**SUPPLIED TEXT:**
== == ==
I don't know how universal it is across the country since this seemed to be kind of a "mom and pop" shop.  But Southern Trophy House in Nashville, TN charged $38.

I designed the logo in photoshop and there was a lot of back and forth with them making sure the edges of the text would come out right in the laser etching.  I don't know how much of that they rolled into the cost.  I used a downloaded font called "Strato" for the Fender-esque brand part of the logo, which as I recall had some jagged edges to it so they actually had to download the font and kind of re-smooth it themselves.

Perhaps if you design a logo with stock Microsoft Word fonts it could be cheaper and less of a headache... personally I wanted something vaguely Fender but with my own spin on it.
 
Rough estimate is good. I just wanted to make sure it wasn't $200 or something. I really like it, and would rather go that route than the buried decal thing. The decal thing is not expensive to do if you're doing it yourself, but it is a helluva lotta work.
 
It was the late 90s, but I got a 2 color nylon die cut sticker (not a ws decal) made for $13.  It was stuck to bare wood and is still there to this day.

You don't need to, and I wouldn't, finish the whole neck to apply a decal to the headstock.

I've also put ws decals on top of finishes with good results.  The early Fenders had the decals on top of the finish.  Separate what's fake and what isn't, and they're still on there 60+ years later.
== == ==
Object detection data:
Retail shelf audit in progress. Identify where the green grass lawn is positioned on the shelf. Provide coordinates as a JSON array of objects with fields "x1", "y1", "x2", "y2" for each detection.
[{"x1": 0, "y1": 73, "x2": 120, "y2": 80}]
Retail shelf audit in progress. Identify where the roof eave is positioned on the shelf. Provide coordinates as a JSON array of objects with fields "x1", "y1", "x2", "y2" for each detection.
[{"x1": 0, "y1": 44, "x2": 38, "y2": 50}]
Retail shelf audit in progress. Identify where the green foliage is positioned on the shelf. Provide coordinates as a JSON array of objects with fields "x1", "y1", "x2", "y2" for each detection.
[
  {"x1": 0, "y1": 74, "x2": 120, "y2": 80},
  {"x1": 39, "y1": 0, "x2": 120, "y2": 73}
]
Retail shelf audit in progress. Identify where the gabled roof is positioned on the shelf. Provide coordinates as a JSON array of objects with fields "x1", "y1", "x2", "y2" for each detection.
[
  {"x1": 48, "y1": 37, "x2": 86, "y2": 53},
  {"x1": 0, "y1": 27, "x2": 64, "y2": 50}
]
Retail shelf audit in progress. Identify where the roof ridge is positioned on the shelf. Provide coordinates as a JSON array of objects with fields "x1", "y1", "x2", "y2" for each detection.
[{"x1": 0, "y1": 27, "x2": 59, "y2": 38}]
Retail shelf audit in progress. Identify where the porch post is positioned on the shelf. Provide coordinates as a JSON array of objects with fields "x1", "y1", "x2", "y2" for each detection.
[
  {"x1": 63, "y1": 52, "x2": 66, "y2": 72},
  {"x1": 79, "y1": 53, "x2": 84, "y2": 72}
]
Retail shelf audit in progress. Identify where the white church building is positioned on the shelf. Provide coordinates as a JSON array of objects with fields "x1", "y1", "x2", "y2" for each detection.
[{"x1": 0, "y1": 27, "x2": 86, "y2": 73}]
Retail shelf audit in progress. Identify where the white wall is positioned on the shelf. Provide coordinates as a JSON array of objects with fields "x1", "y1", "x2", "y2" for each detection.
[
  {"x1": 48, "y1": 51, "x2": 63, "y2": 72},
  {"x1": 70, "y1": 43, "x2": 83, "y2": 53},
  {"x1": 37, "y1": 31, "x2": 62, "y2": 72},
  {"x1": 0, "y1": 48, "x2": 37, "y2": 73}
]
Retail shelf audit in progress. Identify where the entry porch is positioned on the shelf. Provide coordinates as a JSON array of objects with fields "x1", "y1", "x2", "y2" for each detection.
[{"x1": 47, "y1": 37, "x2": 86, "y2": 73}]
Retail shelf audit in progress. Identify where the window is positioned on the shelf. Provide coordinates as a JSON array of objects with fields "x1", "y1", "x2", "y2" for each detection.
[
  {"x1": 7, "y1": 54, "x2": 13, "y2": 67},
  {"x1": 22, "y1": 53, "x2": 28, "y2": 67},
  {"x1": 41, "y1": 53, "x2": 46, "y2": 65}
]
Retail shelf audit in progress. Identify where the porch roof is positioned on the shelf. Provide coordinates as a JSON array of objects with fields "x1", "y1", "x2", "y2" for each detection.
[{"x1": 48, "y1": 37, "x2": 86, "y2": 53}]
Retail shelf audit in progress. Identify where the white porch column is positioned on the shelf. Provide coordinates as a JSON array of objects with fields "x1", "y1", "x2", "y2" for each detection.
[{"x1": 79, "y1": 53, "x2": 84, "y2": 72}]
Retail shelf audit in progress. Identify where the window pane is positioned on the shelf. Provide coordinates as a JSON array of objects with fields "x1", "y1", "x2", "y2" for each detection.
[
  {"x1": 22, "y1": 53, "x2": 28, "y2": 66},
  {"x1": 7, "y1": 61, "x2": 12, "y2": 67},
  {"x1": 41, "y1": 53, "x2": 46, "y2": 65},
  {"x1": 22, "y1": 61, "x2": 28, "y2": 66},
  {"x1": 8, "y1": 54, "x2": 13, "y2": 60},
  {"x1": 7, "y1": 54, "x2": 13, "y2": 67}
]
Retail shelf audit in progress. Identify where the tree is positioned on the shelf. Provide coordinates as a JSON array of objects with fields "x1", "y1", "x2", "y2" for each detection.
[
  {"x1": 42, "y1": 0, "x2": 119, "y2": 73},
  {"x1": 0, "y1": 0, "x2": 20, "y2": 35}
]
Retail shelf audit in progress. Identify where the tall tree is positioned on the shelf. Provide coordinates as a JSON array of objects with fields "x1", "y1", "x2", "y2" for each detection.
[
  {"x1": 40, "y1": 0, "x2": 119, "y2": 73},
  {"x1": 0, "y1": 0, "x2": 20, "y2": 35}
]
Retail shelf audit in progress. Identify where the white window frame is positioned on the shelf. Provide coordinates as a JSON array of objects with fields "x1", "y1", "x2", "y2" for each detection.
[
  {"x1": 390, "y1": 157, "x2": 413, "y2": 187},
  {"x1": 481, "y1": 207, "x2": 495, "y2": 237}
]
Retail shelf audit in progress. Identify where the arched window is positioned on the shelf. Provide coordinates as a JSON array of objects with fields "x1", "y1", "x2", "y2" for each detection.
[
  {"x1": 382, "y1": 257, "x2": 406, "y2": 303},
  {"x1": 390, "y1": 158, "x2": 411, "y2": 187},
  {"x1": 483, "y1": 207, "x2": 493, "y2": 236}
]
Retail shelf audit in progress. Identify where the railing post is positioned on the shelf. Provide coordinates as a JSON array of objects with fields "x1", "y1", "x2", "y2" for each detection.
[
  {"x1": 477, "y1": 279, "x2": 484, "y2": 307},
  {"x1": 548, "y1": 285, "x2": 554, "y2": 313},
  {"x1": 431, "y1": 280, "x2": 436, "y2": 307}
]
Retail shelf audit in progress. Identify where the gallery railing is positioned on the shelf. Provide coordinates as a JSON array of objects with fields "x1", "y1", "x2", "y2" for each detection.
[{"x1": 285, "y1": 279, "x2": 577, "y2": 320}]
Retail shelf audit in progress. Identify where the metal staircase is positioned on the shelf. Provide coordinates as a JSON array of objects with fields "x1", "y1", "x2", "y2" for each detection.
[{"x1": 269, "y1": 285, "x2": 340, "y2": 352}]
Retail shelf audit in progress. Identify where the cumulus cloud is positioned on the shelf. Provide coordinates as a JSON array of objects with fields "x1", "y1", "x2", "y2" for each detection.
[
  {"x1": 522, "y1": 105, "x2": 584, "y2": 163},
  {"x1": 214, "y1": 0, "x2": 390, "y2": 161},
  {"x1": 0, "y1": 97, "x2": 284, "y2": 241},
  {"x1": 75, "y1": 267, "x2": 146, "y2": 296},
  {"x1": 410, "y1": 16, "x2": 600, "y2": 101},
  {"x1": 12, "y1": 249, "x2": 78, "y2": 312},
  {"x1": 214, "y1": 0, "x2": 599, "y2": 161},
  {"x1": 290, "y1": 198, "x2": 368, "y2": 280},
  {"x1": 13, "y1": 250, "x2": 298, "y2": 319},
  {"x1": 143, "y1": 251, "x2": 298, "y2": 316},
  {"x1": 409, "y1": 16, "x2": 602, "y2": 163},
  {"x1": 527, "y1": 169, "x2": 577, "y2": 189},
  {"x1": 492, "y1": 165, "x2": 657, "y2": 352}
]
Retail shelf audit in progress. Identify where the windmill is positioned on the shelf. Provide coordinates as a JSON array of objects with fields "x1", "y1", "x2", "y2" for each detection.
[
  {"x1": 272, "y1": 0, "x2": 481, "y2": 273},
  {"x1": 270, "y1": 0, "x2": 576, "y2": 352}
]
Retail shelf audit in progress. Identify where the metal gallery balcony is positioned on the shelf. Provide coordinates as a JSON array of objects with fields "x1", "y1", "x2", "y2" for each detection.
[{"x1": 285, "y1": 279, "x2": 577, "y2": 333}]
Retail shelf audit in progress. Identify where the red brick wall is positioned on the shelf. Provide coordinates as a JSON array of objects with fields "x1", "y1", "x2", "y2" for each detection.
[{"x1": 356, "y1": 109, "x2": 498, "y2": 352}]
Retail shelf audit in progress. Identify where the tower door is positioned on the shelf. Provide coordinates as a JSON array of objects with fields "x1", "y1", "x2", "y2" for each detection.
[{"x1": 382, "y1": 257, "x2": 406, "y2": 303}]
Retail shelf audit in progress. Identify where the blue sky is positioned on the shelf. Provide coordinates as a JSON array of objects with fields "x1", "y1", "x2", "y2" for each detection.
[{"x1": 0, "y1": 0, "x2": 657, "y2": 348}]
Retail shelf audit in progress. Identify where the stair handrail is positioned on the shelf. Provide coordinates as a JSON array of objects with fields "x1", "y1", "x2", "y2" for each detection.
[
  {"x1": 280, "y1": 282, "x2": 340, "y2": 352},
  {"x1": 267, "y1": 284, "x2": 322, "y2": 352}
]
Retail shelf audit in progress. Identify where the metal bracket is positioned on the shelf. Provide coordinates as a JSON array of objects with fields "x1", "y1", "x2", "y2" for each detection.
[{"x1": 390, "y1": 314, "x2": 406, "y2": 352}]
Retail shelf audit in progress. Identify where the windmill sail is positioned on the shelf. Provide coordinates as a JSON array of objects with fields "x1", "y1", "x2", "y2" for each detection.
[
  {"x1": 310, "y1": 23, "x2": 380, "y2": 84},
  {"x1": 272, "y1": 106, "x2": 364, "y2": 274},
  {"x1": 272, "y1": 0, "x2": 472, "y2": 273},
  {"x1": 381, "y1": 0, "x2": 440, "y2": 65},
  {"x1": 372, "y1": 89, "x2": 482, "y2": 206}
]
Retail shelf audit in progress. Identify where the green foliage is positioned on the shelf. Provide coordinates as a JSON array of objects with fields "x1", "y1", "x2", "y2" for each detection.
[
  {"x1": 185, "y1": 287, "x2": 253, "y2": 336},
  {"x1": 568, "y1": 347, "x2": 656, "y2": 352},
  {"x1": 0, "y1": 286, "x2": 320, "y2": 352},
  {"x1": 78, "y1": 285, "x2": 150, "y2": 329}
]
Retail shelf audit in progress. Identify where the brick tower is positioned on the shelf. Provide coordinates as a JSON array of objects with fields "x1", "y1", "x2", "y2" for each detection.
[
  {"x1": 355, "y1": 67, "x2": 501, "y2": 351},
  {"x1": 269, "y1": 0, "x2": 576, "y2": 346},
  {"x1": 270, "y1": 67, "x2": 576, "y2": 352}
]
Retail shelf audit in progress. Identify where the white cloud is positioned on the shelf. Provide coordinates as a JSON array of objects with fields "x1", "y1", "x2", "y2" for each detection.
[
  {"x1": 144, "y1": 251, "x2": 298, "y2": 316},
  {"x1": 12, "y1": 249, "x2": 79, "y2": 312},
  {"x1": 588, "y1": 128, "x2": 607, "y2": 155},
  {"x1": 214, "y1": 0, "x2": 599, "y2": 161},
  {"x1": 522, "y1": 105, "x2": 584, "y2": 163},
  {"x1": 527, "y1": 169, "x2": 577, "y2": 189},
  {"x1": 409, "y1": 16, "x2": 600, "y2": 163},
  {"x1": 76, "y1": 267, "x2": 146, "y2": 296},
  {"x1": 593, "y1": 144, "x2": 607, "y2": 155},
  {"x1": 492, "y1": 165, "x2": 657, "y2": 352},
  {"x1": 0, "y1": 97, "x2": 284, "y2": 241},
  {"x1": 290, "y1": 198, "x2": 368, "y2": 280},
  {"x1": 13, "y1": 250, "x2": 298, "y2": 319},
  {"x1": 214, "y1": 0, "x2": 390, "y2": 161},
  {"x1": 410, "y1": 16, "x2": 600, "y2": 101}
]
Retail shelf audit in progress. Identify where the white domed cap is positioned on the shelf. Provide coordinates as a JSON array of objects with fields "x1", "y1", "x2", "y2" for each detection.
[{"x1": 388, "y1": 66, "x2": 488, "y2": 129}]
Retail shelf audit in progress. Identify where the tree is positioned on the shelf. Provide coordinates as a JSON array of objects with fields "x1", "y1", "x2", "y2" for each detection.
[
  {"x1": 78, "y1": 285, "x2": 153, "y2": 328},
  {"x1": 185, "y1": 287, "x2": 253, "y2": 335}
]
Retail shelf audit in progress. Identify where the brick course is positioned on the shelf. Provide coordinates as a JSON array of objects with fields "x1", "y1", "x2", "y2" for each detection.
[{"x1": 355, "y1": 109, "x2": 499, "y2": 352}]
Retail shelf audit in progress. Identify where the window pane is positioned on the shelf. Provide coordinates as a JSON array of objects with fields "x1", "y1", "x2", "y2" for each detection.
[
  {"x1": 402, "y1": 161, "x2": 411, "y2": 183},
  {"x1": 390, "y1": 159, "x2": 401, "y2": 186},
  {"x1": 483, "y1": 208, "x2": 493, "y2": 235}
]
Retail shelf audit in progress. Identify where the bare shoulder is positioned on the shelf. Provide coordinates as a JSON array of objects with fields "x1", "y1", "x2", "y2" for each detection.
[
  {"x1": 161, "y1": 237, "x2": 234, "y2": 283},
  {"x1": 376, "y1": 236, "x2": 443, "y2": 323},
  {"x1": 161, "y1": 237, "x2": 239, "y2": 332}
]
== == ==
**TASK TO CARRY OUT:** According to the forum thread about headstock logos, how much did Southern Trophy House in Nashville, TN charge? The object detection data is not needed for the task that comes next.

**WRITTEN RESPONSE:** Southern Trophy House charged $38.